§ **Given request**
Starting at the line that contains "of the motorboat" and ending at the last of the lines, format these lines as a Markdown table with the columns Row and Line, leaving out any blank lines.

§ **Data rows**
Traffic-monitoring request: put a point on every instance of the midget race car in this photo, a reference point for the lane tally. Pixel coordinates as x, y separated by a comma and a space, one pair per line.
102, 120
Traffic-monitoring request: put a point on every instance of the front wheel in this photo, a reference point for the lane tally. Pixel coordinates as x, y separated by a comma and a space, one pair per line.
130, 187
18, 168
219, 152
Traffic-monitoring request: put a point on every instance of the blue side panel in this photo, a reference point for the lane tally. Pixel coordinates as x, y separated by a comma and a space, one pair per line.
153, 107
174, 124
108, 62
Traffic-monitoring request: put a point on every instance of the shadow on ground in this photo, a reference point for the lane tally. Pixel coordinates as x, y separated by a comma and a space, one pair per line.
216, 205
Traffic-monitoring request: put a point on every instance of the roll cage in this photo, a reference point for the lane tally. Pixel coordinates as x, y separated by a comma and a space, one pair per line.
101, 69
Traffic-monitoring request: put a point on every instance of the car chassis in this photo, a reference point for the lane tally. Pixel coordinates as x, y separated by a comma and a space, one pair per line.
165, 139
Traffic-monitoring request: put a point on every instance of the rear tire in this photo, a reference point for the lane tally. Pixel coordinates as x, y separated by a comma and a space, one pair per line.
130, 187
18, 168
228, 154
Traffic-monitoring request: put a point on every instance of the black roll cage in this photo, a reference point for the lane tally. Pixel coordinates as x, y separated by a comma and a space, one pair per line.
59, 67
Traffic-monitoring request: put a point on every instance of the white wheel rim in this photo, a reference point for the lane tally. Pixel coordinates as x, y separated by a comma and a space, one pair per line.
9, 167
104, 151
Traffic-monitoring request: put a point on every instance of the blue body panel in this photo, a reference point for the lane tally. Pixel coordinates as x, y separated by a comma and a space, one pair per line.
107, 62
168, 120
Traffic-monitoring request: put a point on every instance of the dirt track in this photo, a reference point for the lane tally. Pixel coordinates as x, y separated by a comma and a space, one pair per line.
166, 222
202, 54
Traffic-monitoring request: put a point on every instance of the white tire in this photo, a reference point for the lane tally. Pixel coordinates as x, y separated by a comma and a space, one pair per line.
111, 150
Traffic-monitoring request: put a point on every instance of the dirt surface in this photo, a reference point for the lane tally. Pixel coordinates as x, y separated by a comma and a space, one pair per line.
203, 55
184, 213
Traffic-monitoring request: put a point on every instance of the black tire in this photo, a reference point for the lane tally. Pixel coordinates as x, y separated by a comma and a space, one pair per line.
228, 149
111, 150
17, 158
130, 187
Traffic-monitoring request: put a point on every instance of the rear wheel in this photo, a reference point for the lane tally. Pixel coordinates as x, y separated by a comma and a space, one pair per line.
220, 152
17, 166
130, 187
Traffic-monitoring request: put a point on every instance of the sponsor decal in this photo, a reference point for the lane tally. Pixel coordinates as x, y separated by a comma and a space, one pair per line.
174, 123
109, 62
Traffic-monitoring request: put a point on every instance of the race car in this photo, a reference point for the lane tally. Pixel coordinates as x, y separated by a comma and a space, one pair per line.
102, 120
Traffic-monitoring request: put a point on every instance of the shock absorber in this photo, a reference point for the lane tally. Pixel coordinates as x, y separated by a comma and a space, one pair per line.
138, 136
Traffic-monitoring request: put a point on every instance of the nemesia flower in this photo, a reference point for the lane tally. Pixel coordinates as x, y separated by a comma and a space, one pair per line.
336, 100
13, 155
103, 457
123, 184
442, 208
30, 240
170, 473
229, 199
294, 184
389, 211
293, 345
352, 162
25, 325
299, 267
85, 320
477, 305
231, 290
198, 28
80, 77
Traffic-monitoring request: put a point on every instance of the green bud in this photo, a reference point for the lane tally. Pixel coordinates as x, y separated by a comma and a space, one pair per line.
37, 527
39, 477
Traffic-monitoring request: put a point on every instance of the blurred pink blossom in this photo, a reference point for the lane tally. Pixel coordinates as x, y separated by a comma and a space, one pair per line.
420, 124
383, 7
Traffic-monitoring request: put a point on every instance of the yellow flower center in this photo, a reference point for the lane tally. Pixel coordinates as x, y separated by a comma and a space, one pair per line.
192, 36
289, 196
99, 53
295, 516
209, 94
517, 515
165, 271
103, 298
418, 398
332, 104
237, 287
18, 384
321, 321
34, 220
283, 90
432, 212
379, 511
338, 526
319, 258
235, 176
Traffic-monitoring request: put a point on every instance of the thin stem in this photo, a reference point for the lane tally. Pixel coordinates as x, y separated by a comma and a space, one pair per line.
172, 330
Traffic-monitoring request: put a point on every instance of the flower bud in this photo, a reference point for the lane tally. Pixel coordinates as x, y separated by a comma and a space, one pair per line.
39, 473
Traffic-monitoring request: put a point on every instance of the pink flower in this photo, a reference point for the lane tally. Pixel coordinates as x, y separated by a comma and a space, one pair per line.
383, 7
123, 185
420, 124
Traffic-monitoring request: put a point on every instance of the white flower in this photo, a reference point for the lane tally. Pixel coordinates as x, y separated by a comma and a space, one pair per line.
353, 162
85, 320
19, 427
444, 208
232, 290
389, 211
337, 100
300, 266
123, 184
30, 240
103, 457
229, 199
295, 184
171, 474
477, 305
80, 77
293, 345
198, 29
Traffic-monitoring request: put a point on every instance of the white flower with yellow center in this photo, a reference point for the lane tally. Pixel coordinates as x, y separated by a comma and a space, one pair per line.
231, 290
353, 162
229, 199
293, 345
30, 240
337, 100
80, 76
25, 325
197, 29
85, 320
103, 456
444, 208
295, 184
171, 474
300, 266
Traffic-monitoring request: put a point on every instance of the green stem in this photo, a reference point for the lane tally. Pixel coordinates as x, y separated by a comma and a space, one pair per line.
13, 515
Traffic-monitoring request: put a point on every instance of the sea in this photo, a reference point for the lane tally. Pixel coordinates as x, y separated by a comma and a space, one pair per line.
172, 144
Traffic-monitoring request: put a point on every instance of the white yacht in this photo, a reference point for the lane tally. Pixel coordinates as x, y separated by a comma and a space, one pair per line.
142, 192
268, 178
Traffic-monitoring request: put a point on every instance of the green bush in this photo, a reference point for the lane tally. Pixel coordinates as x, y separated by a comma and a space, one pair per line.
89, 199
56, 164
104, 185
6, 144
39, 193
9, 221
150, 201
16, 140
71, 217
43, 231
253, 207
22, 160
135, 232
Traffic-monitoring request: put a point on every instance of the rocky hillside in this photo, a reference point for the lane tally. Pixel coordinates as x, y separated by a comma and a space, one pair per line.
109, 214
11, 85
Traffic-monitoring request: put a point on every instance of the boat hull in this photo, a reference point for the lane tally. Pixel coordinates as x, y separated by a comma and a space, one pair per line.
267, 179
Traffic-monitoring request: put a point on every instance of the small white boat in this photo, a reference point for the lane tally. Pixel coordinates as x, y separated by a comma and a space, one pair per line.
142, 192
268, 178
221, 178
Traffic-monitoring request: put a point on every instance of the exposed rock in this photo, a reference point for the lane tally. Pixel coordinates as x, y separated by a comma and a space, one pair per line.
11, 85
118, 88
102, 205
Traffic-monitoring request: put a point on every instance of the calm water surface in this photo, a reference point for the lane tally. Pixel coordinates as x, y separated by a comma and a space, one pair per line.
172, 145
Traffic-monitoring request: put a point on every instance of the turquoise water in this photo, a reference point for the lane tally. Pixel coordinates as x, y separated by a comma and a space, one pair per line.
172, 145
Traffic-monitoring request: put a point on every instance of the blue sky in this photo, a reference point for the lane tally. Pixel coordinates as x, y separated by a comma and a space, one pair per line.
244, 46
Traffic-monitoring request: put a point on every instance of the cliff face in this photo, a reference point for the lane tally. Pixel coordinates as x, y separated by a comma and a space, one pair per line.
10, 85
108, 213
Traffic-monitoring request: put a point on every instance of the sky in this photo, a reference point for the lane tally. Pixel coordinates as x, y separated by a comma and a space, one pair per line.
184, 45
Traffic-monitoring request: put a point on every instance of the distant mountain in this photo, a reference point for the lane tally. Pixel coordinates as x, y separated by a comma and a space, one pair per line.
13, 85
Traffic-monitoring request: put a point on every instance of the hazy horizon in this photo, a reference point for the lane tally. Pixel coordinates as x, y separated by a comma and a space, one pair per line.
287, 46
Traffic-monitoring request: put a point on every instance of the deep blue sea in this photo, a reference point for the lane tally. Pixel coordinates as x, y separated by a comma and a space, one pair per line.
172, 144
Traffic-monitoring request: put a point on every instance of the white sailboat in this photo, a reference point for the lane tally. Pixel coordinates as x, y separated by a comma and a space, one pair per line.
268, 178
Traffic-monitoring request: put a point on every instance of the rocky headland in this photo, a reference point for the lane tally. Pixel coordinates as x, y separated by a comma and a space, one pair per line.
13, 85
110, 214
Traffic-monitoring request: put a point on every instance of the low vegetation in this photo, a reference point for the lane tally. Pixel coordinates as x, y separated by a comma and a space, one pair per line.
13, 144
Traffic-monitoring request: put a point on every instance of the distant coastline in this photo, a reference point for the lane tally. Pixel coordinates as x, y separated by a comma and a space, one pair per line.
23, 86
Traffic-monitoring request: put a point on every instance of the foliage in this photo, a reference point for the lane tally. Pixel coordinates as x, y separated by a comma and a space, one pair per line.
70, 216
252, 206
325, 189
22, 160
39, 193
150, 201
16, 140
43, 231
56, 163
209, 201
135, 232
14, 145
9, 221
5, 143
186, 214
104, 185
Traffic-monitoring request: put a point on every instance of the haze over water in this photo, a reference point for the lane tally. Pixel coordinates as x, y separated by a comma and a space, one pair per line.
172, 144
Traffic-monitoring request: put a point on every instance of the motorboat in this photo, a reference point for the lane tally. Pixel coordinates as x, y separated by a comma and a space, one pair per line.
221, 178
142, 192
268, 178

§ **Reply**
| Row | Line |
|---|---|
| 1 | Traffic-monitoring request: put a point on every instance of the motorboat in this photo, a reference point for the lane tally. Pixel coordinates as x, y separated by a comma and a space, one pair per line. |
| 2 | 221, 178 |
| 3 | 142, 192 |
| 4 | 268, 178 |